[Point labeling examples]
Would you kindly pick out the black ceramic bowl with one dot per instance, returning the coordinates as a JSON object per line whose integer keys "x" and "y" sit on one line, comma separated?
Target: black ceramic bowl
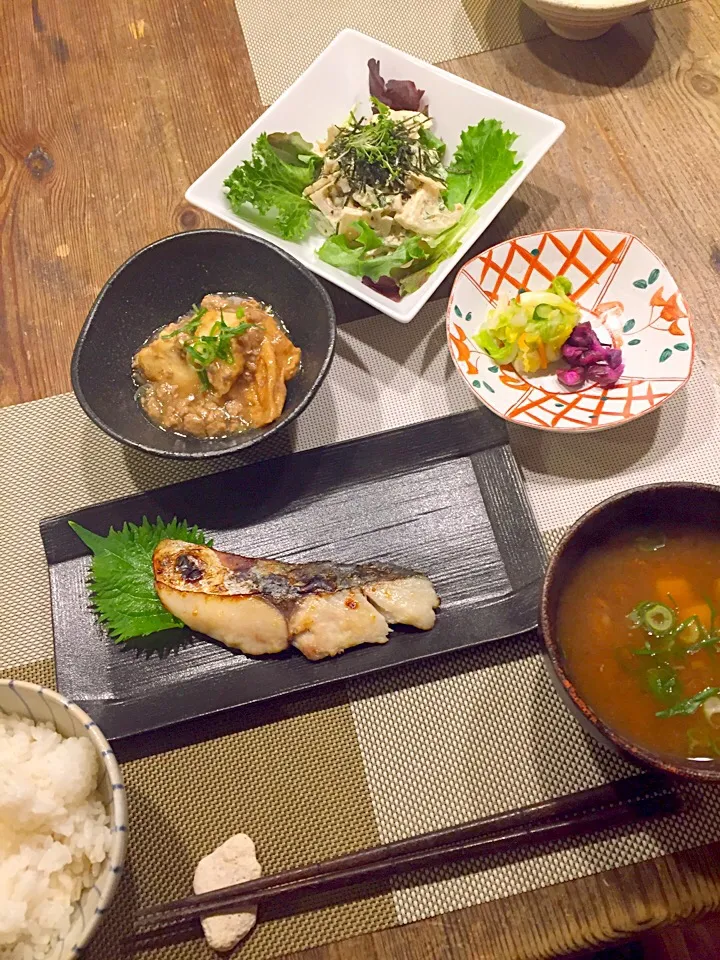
{"x": 159, "y": 284}
{"x": 680, "y": 502}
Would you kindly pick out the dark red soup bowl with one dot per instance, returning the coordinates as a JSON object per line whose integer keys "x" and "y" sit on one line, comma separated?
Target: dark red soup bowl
{"x": 677, "y": 503}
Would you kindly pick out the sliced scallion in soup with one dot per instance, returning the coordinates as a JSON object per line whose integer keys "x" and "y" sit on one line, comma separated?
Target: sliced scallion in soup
{"x": 639, "y": 624}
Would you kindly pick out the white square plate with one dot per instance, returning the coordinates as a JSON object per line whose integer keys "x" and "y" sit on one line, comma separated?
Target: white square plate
{"x": 338, "y": 81}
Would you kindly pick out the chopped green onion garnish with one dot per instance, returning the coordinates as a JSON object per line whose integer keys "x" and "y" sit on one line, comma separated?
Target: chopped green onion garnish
{"x": 689, "y": 706}
{"x": 656, "y": 618}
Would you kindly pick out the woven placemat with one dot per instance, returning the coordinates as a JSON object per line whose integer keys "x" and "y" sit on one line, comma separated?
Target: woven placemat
{"x": 414, "y": 749}
{"x": 284, "y": 38}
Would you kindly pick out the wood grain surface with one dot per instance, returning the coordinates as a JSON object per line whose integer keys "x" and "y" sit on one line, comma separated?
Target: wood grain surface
{"x": 109, "y": 111}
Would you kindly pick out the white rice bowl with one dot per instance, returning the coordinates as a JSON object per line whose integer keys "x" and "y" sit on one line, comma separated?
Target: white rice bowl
{"x": 62, "y": 824}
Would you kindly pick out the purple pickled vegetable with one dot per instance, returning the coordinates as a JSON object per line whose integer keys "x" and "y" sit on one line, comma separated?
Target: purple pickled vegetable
{"x": 385, "y": 285}
{"x": 396, "y": 94}
{"x": 583, "y": 336}
{"x": 571, "y": 353}
{"x": 593, "y": 355}
{"x": 604, "y": 375}
{"x": 614, "y": 358}
{"x": 572, "y": 377}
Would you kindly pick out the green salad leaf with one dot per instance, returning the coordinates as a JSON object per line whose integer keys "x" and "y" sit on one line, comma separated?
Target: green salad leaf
{"x": 272, "y": 182}
{"x": 122, "y": 587}
{"x": 483, "y": 162}
{"x": 358, "y": 257}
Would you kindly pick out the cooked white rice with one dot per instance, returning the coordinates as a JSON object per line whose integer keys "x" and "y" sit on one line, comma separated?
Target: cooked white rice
{"x": 54, "y": 834}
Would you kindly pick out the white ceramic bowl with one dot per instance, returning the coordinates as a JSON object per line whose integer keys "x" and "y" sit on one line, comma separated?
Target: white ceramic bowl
{"x": 585, "y": 19}
{"x": 328, "y": 90}
{"x": 46, "y": 706}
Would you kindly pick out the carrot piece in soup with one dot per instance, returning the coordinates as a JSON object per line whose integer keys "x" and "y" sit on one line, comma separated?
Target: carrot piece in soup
{"x": 676, "y": 587}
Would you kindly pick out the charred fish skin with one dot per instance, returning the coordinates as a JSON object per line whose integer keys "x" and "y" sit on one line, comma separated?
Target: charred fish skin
{"x": 194, "y": 567}
{"x": 261, "y": 606}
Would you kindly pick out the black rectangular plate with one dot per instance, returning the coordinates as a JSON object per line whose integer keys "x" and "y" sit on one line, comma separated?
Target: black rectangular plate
{"x": 444, "y": 497}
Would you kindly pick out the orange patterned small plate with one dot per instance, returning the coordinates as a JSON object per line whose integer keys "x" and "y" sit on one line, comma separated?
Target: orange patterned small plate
{"x": 620, "y": 286}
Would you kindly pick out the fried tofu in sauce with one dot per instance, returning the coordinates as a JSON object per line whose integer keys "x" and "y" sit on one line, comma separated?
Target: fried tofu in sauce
{"x": 249, "y": 391}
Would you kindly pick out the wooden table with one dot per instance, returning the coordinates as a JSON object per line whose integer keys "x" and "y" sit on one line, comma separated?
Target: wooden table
{"x": 109, "y": 111}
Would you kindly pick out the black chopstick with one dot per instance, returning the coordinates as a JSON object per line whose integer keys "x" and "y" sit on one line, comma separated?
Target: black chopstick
{"x": 591, "y": 810}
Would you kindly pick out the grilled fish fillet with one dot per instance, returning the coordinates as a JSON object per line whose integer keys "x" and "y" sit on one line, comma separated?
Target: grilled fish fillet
{"x": 263, "y": 606}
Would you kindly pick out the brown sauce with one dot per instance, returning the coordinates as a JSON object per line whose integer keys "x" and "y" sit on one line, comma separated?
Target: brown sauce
{"x": 246, "y": 388}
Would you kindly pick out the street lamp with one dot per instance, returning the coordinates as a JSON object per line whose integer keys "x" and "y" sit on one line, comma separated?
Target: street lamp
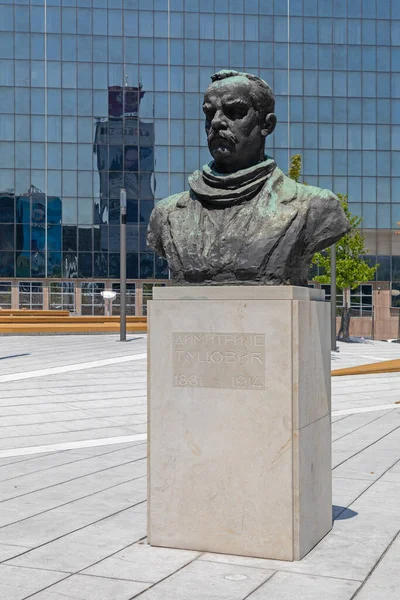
{"x": 333, "y": 297}
{"x": 122, "y": 326}
{"x": 108, "y": 296}
{"x": 395, "y": 294}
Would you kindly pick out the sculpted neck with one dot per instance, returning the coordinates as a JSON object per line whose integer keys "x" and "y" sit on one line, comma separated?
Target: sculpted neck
{"x": 240, "y": 163}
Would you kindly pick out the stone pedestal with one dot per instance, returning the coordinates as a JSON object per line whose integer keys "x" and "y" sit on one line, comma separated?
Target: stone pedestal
{"x": 240, "y": 427}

_WHAT TO WORK ON_. Go through the data above and transcribe it in full, omitting any image.

_OUTPUT BELOW_.
Would you kindly pick out the black ceramic bowl with one dot per instance, returning the coordinates as a JSON object per line whose integer keys "x" and "y" sit on one line, comma separated?
Target: black ceramic bowl
{"x": 159, "y": 284}
{"x": 680, "y": 502}
Would you kindly pick out the dark red soup bowl with one dot per instance, returning the coordinates as a JSON object per line whose integer keys "x" and "y" sit on one line, comma separated?
Target: dark red soup bowl
{"x": 677, "y": 503}
Would you kindly pick out the sliced scallion in soup with one dot per instance, returning the coordinates as a JSON object per line whose integer keys "x" and "y" sit on one line, comma separated?
Target: sliced scallion in soup
{"x": 639, "y": 624}
Would you kindly pick out the white square plate with one dot per instance, returning the coordinates as a JSON object per line whose integer keys "x" and "y" sit on one line, comma separated?
Target: white square plate
{"x": 338, "y": 81}
Would you kindly pick out the chopped green onion garnish with one dot per instance, returning the coordinates as a JSON object per line whose integer keys "x" and "y" sit on one line, comma separated?
Target: chopped green onion garnish
{"x": 689, "y": 706}
{"x": 656, "y": 618}
Would you kindly pick out the woven placemat with one dot per instance, returning the coordinates as a JSON object per line whose integer keys "x" and "y" sit on one line, comma separated?
Target: woven placemat
{"x": 414, "y": 749}
{"x": 284, "y": 38}
Would you kindly pick out the wood grain surface with one dot per instance, returning the coordinates as a JSON object per line whose integer keys "x" and "y" sit on one line, comma separated?
Target: wood grain surface
{"x": 109, "y": 111}
Would you kindly pick out the white rice bowl with one dot per instance, returning the coordinates as a JSON object per line whose integer keys "x" and "y" sit on one line, comma separated?
Target: white rice bowl
{"x": 62, "y": 824}
Would you kindly pick out the purple pickled vegetable with one dot per instance, returning the coordinates as a JSON object per line whose integer keys "x" and "y" sit on one line, comma separated?
Target: purple pickled vegetable
{"x": 385, "y": 285}
{"x": 396, "y": 94}
{"x": 583, "y": 336}
{"x": 571, "y": 353}
{"x": 593, "y": 355}
{"x": 604, "y": 375}
{"x": 614, "y": 358}
{"x": 572, "y": 377}
Would you kindly pick out the green salad leaf with one dot per instance, returning the coordinates as a JSON object per line whose integer keys "x" and "y" sit on one line, comma separated?
Target: green salad leaf
{"x": 272, "y": 182}
{"x": 122, "y": 587}
{"x": 483, "y": 162}
{"x": 358, "y": 257}
Would you kindly pick out the cooked white rice with one dot per instance, returning the coordinates as a JSON object per line whose integer keys "x" and "y" sit on one line, comma separated?
Target: cooked white rice
{"x": 54, "y": 834}
Would you kindly pick out the white ceramic bowl with one dot per instance, returning the coordinates as a JSON object per line whose integer keys "x" and "y" sit on one line, comma separated?
Target: white ceramic bowl
{"x": 585, "y": 19}
{"x": 328, "y": 90}
{"x": 46, "y": 706}
Would you kindly pick out the carrot piece in soup with one dot per instance, returning the coordinates as a JSON object per line whose integer keys "x" and "y" sit on one line, comma separated?
Target: carrot piece in soup
{"x": 676, "y": 587}
Would you kindly pick out the charred fish skin with one dot per instance, returning the coordinates as a JSON object per line whose integer keys "x" and "y" sit on one line, comma separated?
Target: charred fish skin
{"x": 194, "y": 567}
{"x": 261, "y": 606}
Would you kindly pick out the black rectangular plate with one dot per instance, returning the coordinates as a JSON object per line whose integer keys "x" and "y" sit on one line, comma separated?
Target: black rectangular plate
{"x": 444, "y": 497}
Would you kindly pick out the orange patterned small plate with one dot per instance, returning the coordinates as a JSON object per line whose integer keys "x" and "y" sit on one line, comma separated?
Target: orange patterned small plate
{"x": 620, "y": 286}
Would you kindly pick out the fried tofu in sauce with one dot per instance, returning the coordinates as a JSON object per line whose integer keys "x" and "y" sit on one line, comma separated?
Target: fried tofu in sauce
{"x": 249, "y": 391}
Would you kindly pick out the wooden table with one dot per instance, returning the coordinates as a JSON object per line whose integer keys "x" and "y" sit on one line, comma separated?
Target: wooden table
{"x": 109, "y": 111}
Would you kindly pick out the black chopstick with one dot per instance, returning the coordinates as a JSON object per line whose integer keys "x" and "y" sit on one line, comma separated?
Target: black chopstick
{"x": 591, "y": 810}
Would you kindly pick out the grilled fish fillet with one dot per instance, returning the coordinates as a JSON object per line whose integer keys "x" and "y" sit on one line, comma separated?
Target: grilled fish fillet
{"x": 263, "y": 606}
Would you kindly pick out the brown sauce with one dot per instance, returning the coordinates as a JSON object per line whose integer keys "x" and "y" sit on one line, comma separated?
Target: brown sauce
{"x": 246, "y": 388}
Would you kindly pick out the street lamp with one dot per instance, returning the coordinates as a JSON object per line whose integer keys "x" and "y" sit on one line, comma separated?
Target: street lamp
{"x": 333, "y": 297}
{"x": 122, "y": 326}
{"x": 108, "y": 296}
{"x": 395, "y": 294}
Would you kindly pick out the sculpted neck with one dot per instance, returning the coordinates as a JSON object per line whose integer keys "x" and "y" sit on one line, comma separated?
Target: sculpted neck
{"x": 240, "y": 163}
Would you kindly pick out the stone pedestal with one dot per instance, returning the coordinates as a JSON object per line whose integer keys "x" and "y" sit on one line, comma separated?
Target: stone pedestal
{"x": 240, "y": 427}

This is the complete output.